*What is expected*
Could you transcribe every record below exactly, leaving out any pictures?

*Entries provided*
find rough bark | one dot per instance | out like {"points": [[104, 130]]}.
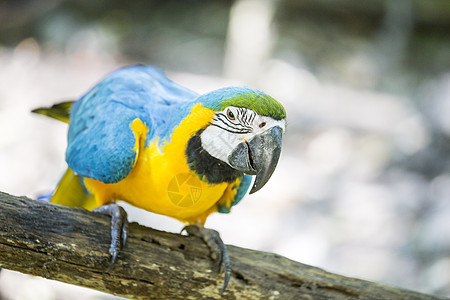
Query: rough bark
{"points": [[71, 245]]}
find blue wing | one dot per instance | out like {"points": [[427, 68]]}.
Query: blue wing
{"points": [[100, 140], [242, 190]]}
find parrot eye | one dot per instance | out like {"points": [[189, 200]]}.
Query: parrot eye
{"points": [[230, 115]]}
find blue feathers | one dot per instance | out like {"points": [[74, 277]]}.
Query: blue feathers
{"points": [[100, 140]]}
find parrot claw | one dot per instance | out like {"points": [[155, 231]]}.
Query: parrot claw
{"points": [[217, 248], [119, 229]]}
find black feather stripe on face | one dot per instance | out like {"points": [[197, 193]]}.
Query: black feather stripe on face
{"points": [[208, 168]]}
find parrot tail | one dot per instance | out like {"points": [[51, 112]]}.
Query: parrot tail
{"points": [[72, 192], [58, 111]]}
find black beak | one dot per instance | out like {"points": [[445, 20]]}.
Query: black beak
{"points": [[259, 156]]}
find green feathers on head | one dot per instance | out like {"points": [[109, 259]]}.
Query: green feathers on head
{"points": [[262, 104]]}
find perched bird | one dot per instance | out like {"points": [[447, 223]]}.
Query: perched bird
{"points": [[139, 137]]}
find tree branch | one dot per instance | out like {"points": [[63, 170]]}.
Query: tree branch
{"points": [[71, 245]]}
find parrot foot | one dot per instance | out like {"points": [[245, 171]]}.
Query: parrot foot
{"points": [[217, 248], [119, 229]]}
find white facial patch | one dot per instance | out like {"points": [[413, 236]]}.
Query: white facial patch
{"points": [[232, 126]]}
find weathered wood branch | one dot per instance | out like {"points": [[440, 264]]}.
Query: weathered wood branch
{"points": [[71, 245]]}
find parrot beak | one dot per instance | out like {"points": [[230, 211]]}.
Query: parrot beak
{"points": [[259, 156]]}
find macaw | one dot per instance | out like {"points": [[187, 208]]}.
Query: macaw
{"points": [[139, 137]]}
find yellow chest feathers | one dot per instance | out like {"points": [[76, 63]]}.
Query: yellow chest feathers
{"points": [[161, 181]]}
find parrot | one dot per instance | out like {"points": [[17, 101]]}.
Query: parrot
{"points": [[139, 137]]}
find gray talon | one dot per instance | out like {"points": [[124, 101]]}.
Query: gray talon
{"points": [[119, 229]]}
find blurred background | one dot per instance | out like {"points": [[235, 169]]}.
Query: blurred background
{"points": [[363, 185]]}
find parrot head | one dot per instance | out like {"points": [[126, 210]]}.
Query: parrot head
{"points": [[244, 136]]}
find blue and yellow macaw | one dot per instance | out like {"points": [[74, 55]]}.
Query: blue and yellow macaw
{"points": [[139, 137]]}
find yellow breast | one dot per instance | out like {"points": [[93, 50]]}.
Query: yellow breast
{"points": [[161, 181]]}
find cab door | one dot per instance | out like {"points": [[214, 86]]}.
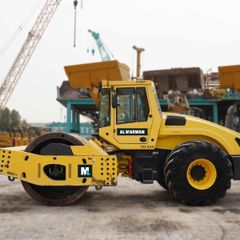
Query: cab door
{"points": [[133, 119]]}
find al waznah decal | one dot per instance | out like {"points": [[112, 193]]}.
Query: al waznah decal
{"points": [[132, 131]]}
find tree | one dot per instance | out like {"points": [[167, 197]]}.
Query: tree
{"points": [[5, 119]]}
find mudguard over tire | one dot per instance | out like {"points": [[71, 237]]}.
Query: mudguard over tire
{"points": [[198, 173]]}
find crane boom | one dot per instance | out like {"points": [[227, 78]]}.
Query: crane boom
{"points": [[104, 52], [27, 50]]}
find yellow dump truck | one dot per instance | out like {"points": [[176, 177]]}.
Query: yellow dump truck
{"points": [[193, 159]]}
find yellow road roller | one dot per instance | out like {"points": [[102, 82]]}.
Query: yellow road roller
{"points": [[193, 159]]}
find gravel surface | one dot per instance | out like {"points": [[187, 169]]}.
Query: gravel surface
{"points": [[129, 211]]}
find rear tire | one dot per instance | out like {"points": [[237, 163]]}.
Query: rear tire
{"points": [[54, 195], [198, 173], [163, 184]]}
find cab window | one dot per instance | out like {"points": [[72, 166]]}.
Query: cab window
{"points": [[104, 107], [132, 105], [142, 105], [126, 105]]}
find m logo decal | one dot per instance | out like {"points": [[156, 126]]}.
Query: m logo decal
{"points": [[85, 171]]}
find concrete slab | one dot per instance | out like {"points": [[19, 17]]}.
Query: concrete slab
{"points": [[129, 211]]}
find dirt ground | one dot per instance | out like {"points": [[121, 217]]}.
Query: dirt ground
{"points": [[129, 211]]}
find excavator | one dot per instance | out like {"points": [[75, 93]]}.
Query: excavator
{"points": [[194, 159]]}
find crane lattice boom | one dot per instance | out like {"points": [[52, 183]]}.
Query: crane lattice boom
{"points": [[104, 52], [27, 50]]}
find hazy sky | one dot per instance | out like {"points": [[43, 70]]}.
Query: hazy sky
{"points": [[175, 33]]}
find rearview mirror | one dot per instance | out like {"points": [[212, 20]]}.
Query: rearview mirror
{"points": [[114, 101]]}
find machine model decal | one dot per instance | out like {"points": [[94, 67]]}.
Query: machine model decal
{"points": [[132, 131], [175, 121], [84, 171]]}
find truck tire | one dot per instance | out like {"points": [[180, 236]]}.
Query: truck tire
{"points": [[54, 144], [198, 173]]}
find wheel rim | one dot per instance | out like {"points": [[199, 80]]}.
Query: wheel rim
{"points": [[201, 174]]}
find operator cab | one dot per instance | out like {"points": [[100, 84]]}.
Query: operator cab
{"points": [[129, 114]]}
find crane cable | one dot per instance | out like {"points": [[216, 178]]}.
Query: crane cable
{"points": [[19, 29], [75, 3]]}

*Solution to this problem*
find rough bark | one dot per instance | out like {"points": [[104, 130]]}.
Query: rough bark
{"points": [[71, 245]]}
find blue wing | one dot per instance | out like {"points": [[427, 68]]}.
Query: blue wing
{"points": [[100, 140], [242, 190]]}
find parrot eye | one dot per instance | out like {"points": [[189, 200]]}.
Query: parrot eye
{"points": [[230, 115]]}
find blue feathers | one dot per instance | out like {"points": [[74, 277]]}.
Query: blue feathers
{"points": [[100, 140]]}
find parrot claw | one dot per instance | out like {"points": [[155, 231]]}.
Query: parrot claw
{"points": [[217, 248], [119, 229]]}
find black feather stripe on face | one dot per instance | out like {"points": [[197, 193]]}.
Query: black feather stripe on face
{"points": [[208, 168]]}
find parrot tail | one dot per instance | out like {"points": [[51, 112]]}.
Query: parrot tail
{"points": [[72, 192], [58, 111]]}
find black beak | one dot per instance | out like {"points": [[445, 20]]}.
Query: black beak
{"points": [[259, 156]]}
find green feathers on head | one dot per instance | out like {"points": [[109, 259]]}.
Query: green feathers on head
{"points": [[262, 104]]}
find perched bird | one dot per instance | out like {"points": [[447, 223]]}.
Query: perched bird
{"points": [[139, 137]]}
find tree branch | one dot per instance | out like {"points": [[63, 170]]}.
Query: tree branch
{"points": [[71, 245]]}
find parrot foot | one dot per instance | out like {"points": [[245, 171]]}.
Query: parrot foot
{"points": [[217, 248], [119, 229]]}
find white facial patch | one dot per instance | out like {"points": [[413, 236]]}.
Query: white facial patch
{"points": [[232, 126]]}
find weathered wood branch | one dot per instance | out like {"points": [[440, 264]]}.
Query: weathered wood branch
{"points": [[71, 245]]}
find parrot beak | one dot per instance | out like {"points": [[230, 211]]}.
Query: parrot beak
{"points": [[259, 156]]}
find macaw | one dot per instance | out like {"points": [[187, 208]]}.
Query: macaw
{"points": [[139, 137]]}
find yellow chest feathers | one dot per instance | out like {"points": [[76, 63]]}.
Query: yellow chest feathers
{"points": [[161, 181]]}
find parrot | one dot per instance | out like {"points": [[17, 101]]}.
Query: parrot
{"points": [[139, 137]]}
find gray talon | one dot per instance | out like {"points": [[124, 101]]}.
Query: gray talon
{"points": [[119, 229]]}
find blurred background | one dot per instance | out like {"points": [[235, 169]]}.
Query: blurred background
{"points": [[363, 185]]}
find parrot head | one dot per instance | out like {"points": [[126, 210]]}.
Query: parrot head
{"points": [[244, 136]]}
find blue and yellow macaw | one dot per instance | out like {"points": [[74, 55]]}.
Query: blue and yellow macaw
{"points": [[139, 137]]}
find yellow breast | one dot per instance | out like {"points": [[93, 50]]}.
Query: yellow breast
{"points": [[161, 181]]}
find cab door | one dot per instance | out like {"points": [[214, 86]]}.
Query: cab door
{"points": [[133, 119]]}
find al waznah decal | one dot per instance | out like {"points": [[112, 193]]}.
Query: al waznah decal
{"points": [[132, 131]]}
find tree | one dot per instance | out like {"points": [[167, 197]]}.
Query: tree
{"points": [[5, 119]]}
find mudguard over tire | one dot per instance | out like {"points": [[71, 237]]}.
Query: mudguard over tire
{"points": [[198, 173]]}
find crane boom | one dot per instance | out like {"points": [[227, 78]]}.
Query: crane boom
{"points": [[104, 52], [27, 50]]}
find yellow dump truck | one dot per instance | out like {"points": [[176, 177]]}.
Query: yellow dump truck
{"points": [[193, 159]]}
find yellow road roller | one dot per instance | out like {"points": [[102, 82]]}.
Query: yellow road roller
{"points": [[193, 159]]}
find gravel surface | one dot per instance | out like {"points": [[187, 169]]}.
Query: gravel surface
{"points": [[129, 211]]}
find rear tire | one dot per instance | out like {"points": [[237, 163]]}.
Query: rear tire
{"points": [[54, 195], [198, 173], [163, 184]]}
find cab window | one dot per instance | out like {"points": [[72, 166]]}.
Query: cab window
{"points": [[104, 107], [132, 105], [142, 105], [126, 105]]}
find m logo decal | one dot per instance | out like {"points": [[156, 126]]}.
Query: m logo decal
{"points": [[85, 171]]}
find concrete slab | one dot per instance | out like {"points": [[19, 17]]}.
Query: concrete slab
{"points": [[129, 211]]}
find dirt ground | one dot per instance | out like {"points": [[121, 217]]}.
Query: dirt ground
{"points": [[129, 211]]}
find excavator | one dot per instance | out like {"points": [[75, 93]]}.
Query: excavator
{"points": [[194, 159]]}
find crane lattice boom | one dot per instance | out like {"points": [[52, 183]]}.
Query: crane lattice boom
{"points": [[104, 52], [27, 50]]}
find hazy sky | one dot per instance | out like {"points": [[43, 70]]}.
Query: hazy sky
{"points": [[175, 33]]}
find rearview mirror | one dot per instance | out like {"points": [[212, 20]]}.
Query: rearview mirror
{"points": [[114, 101]]}
find machine model decal | one dot per instance | out like {"points": [[94, 67]]}.
Query: machine model decal
{"points": [[132, 131], [175, 121], [84, 171]]}
find truck tire | one dot per instance | out like {"points": [[180, 236]]}.
Query: truck tire
{"points": [[54, 144], [198, 173]]}
find wheel rim | one dot per instance | out like {"points": [[199, 80]]}.
Query: wheel rim
{"points": [[201, 174]]}
find operator cab | one dot per instance | out like {"points": [[100, 84]]}.
Query: operator cab
{"points": [[129, 114]]}
find crane cable | one dot per instance | out like {"points": [[216, 178]]}.
Query: crane cable
{"points": [[19, 29], [75, 3]]}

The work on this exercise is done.